=== TASK REQUIREMENTS ===
Reproduce every line of the data below, requests included, and multiply each polygon coordinate in the answers by 0.9. Round the results to whole numbers, rounding halves up.

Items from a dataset

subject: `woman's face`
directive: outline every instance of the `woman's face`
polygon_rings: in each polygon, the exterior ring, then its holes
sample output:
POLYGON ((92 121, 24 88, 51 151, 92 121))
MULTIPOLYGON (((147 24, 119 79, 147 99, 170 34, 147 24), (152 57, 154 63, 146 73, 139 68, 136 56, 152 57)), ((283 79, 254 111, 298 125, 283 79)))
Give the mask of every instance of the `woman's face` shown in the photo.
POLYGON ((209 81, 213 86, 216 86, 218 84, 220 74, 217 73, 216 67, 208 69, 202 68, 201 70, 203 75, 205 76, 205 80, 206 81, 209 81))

=== TASK OUTPUT ===
subject: `woman's face`
directive: outline every instance of the `woman's face`
polygon_rings: in each polygon, the exterior ring, then its holes
sample output:
POLYGON ((92 121, 24 88, 51 151, 92 121))
MULTIPOLYGON (((147 24, 119 79, 147 99, 170 34, 147 24), (152 57, 154 63, 146 73, 139 68, 136 56, 152 57)), ((283 79, 254 111, 298 125, 283 79)))
Give the mask of every instance of the `woman's face` shown in the photo.
POLYGON ((188 73, 192 77, 194 77, 196 76, 198 67, 195 66, 194 60, 187 62, 182 61, 181 63, 183 68, 185 68, 185 72, 185 73, 188 73))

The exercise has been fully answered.